## BEGIN Entries supplied
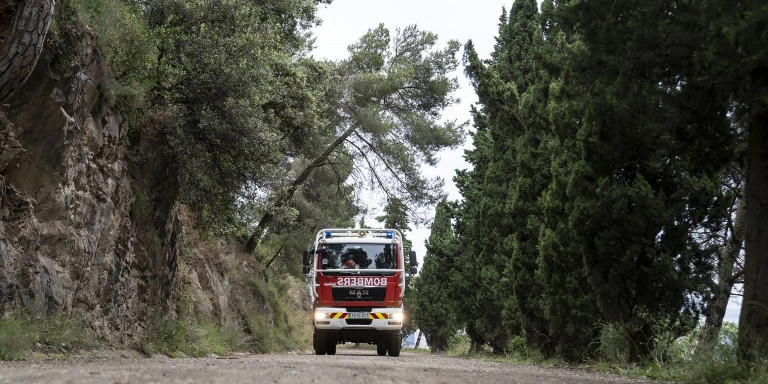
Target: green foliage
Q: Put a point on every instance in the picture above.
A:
(185, 337)
(599, 147)
(243, 98)
(434, 310)
(21, 333)
(127, 43)
(394, 90)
## END Entries supplied
**What is expected:**
Could you rewrite the listing above with "green foliage" changed to "leafy vegetation", keeping everything else the same and leaving out the pictures?

**Exercise solution:**
Target: leafy vegetation
Q: Put a point on every instance in the picture above.
A:
(185, 337)
(599, 147)
(243, 98)
(434, 310)
(21, 333)
(127, 43)
(394, 90)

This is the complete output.